■ Short exercise ■
Display each line in the rows below that contains the string "medal", treating uppercase and lowercase as different.

■ Given data ■
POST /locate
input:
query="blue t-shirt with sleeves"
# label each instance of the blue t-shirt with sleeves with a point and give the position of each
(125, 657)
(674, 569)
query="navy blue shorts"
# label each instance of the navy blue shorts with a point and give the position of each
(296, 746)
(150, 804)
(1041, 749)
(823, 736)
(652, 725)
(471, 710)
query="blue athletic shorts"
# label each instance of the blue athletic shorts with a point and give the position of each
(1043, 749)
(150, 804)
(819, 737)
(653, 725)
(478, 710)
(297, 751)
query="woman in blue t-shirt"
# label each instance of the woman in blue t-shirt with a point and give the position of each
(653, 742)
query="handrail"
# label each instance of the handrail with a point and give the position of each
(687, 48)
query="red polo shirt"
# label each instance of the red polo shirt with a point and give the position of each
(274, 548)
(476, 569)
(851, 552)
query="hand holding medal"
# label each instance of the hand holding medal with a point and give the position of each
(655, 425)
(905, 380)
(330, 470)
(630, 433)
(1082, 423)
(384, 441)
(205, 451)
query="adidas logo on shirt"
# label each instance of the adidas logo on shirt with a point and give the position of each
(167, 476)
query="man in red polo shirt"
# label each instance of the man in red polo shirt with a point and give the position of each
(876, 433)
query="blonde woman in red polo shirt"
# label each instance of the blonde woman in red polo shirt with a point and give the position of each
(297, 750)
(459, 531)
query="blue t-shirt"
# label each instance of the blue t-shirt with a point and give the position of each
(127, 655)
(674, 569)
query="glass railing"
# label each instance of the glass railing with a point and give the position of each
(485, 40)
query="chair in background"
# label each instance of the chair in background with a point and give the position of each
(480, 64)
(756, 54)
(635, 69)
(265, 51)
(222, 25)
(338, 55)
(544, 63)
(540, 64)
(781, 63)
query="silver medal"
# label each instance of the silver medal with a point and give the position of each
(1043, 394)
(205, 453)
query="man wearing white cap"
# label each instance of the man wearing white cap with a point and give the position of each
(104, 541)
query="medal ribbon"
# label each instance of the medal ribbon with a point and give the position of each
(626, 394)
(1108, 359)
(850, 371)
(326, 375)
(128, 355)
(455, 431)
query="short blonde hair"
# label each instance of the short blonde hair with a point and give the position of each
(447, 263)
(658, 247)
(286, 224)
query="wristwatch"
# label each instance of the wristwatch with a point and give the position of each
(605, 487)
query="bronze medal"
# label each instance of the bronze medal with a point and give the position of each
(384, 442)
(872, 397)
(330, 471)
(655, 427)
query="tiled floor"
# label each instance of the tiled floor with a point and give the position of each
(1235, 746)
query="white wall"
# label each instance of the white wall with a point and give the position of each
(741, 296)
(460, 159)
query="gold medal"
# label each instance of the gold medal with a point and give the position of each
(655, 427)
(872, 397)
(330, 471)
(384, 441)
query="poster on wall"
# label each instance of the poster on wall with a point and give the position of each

■ Task response ■
query="hand holding medal"
# label each instance of the hand holding medal with a point and give the position of each
query="silver medal"
# label each instance of the silver medal with a point and give the position of each
query="medal ribbon"
# label each instance of the medal ribbon with a point and give the position of each
query="bronze medal"
# label each instance of the bronze medal with a point and give the position of each
query="gold medal"
# label each instance of the gold medal with a point and give the position of each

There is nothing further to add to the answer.